▶ **Selected text**:
— START —
Marcus: It’s out of necessity. Not to come off as a traditionalist, but that music still has some sense of meaning,some sense of relevance to now. Blues isn’t outdated, at least for me, and I know because I felt like I had to do it. Like someone had to help keep it up.

Jake: And what does the blues mean to you?

Marcus: I feel like I always wanted to be an individual. To express my individualism, and I think any music black people make expresses that, on some level. And I play Punk, and I play Hardcore, but the Blues speaks to me on this deeper personal level. The truth about Blues music is built into the fact that the people who made it suffered. Suffered a lot compared to the people— the white people— around them. In a way, Blues is Punk, is all that. It’s all about liberation. There’s this thing, I guess, of knowing the right words to say what’s going on, but then there’s this other spiritual, intuitive approach of conveying what’s going on. And the Blues spoke to me in that. It’s what goes unspoken. I could also relate it to Hip-Hop. Hip-Hop is full of competition, and so is the Blues, and both have their pantheons, but the Blues also has space for someone like me to innovate in this way, with a guitar and a voice.

Jake: Can you elaborate on that?
— END —
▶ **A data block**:
— START —
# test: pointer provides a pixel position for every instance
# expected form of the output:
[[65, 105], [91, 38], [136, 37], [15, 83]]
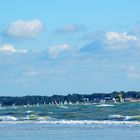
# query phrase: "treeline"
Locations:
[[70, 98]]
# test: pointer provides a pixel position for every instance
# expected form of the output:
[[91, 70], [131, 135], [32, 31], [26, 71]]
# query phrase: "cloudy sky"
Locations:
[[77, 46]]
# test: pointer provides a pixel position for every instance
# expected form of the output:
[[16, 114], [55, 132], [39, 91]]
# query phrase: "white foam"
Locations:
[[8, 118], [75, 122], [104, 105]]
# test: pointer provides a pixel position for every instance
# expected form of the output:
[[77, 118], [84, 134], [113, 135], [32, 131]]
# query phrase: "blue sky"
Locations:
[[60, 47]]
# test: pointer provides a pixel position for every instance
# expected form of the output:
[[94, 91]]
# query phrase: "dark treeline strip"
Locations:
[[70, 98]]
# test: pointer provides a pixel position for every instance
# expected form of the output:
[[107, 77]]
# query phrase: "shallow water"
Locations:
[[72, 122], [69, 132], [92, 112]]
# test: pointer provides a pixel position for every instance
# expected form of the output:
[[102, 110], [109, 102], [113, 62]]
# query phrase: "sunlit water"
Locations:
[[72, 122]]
— END —
— START —
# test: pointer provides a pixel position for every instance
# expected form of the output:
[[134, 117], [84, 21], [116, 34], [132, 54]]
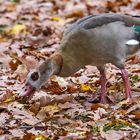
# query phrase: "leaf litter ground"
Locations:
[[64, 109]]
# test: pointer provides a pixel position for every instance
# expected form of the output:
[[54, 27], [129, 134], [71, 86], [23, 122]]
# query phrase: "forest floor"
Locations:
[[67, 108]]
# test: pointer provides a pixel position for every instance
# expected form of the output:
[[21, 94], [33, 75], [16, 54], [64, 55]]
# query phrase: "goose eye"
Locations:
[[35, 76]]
— END —
▶ **Aim of the task**:
Can you copy out the interview on the blues in full, word for word? The listing has no connection to the interview on the blues.

▶ **Result for this task**:
Marcus: It’s out of necessity. Not to come off as a traditionalist, but that music still has some sense of meaning,some sense of relevance to now. Blues isn’t outdated, at least for me, and I know because I felt like I had to do it. Like someone had to help keep it up.

Jake: And what does the blues mean to you?

Marcus: I feel like I always wanted to be an individual. To express my individualism, and I think any music black people make expresses that, on some level. And I play Punk, and I play Hardcore, but the Blues speaks to me on this deeper personal level. The truth about Blues music is built into the fact that the people who made it suffered. Suffered a lot compared to the people— the white people— around them. In a way, Blues is Punk, is all that. It’s all about liberation. There’s this thing, I guess, of knowing the right words to say what’s going on, but then there’s this other spiritual, intuitive approach of conveying what’s going on. And the Blues spoke to me in that. It’s what goes unspoken. I could also relate it to Hip-Hop. Hip-Hop is full of competition, and so is the Blues, and both have their pantheons, but the Blues also has space for someone like me to innovate in this way, with a guitar and a voice.

Jake: Can you elaborate on that?